══ TEKS YANG DIBERIKAN ══
Pengorganisasian yang mengandung koordinasi, akan mendatangkan keuntungan pula berupa terpadunya berbagai kemampuan dan keahlian dari pelaksana dakwah dalam satu kerangka kerjasama dakwah, yang kesemuanya diarahkan pada sasaran yang telah ditentukan. Akhirnya dengan pengorganisasian, dimana masing-masing pelaksana menjalankan tugasnya pada kesatuan- kesatuan kerja yang telah ditentukan serta masing-masing dengan wewenang yang telah ditntukan pula, akan memudahkan pimpinan dakwah dalam mengendalikan dan mengevaluasi penyelenggaraan dakwah. Manakala dakwah dilakukan tanpa organisasi yang rapi, maka resikonya adalah pengeluaran tenaga dan biaya yang demikian tingginya tanpa menghasilkan suatu prestasi dakwah sebagaimana yang diharapkan.
c. Pengawasan dakwah
Kata control dalam bahasa Indonesia terjemahannya belum sama, ada yang menterjemahkannya dengan kata pengawasan ada pula dengan kata pengendalian.
═══
══ CUPLIKAN DATA ══
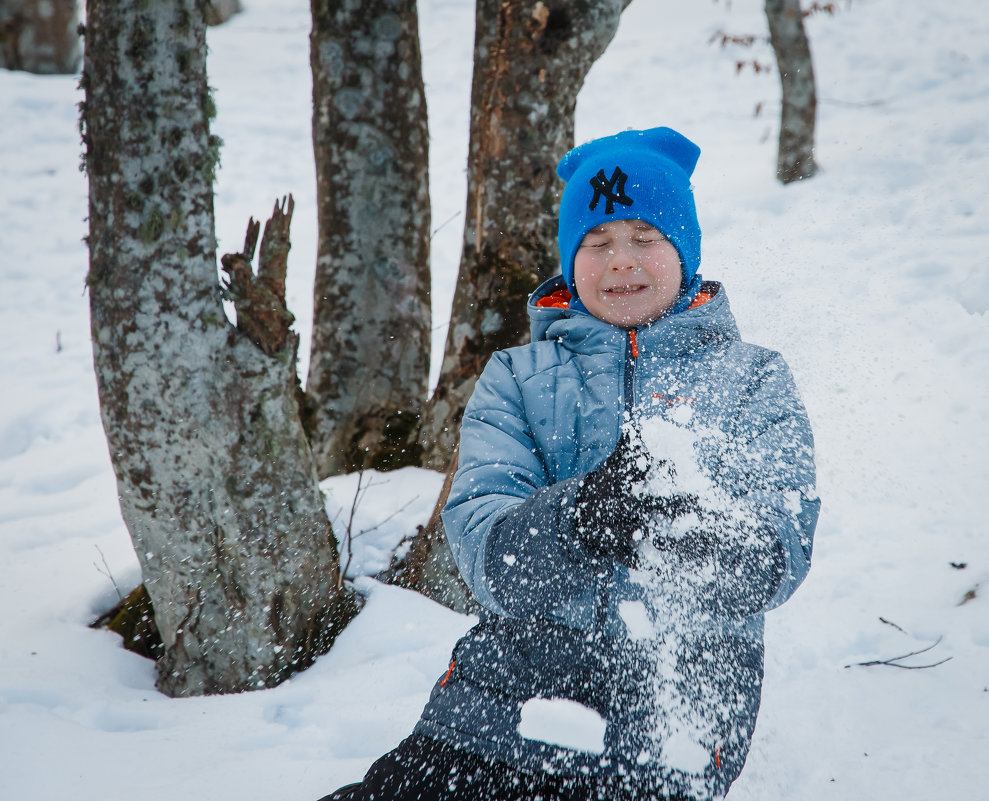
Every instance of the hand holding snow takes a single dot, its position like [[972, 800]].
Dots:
═══
Ulangi seluruh teks tentang pengorganisasian dan pengawasan dakwah persis seperti aslinya, tanpa mengubah satu kata pun.

**JAWABAN LATIHAN:**
Pengorganisasian yang mengandung koordinasi, akan mendatangkan keuntungan pula berupa terpadunya berbagai kemampuan dan keahlian dari pelaksana dakwah dalam satu kerangka kerjasama dakwah, yang kesemuanya diarahkan pada sasaran yang telah ditentukan. Akhirnya dengan pengorganisasian, dimana masing-masing pelaksana menjalankan tugasnya pada kesatuan- kesatuan kerja yang telah ditentukan serta masing-masing dengan wewenang yang telah ditntukan pula, akan memudahkan pimpinan dakwah dalam mengendalikan dan mengevaluasi penyelenggaraan dakwah. Manakala dakwah dilakukan tanpa organisasi yang rapi, maka resikonya adalah pengeluaran tenaga dan biaya yang demikian tingginya tanpa menghasilkan suatu prestasi dakwah sebagaimana yang diharapkan.
c. Pengawasan dakwah
Kata control dalam bahasa Indonesia terjemahannya belum sama, ada yang menterjemahkannya dengan kata pengawasan ada pula dengan kata pengendalian.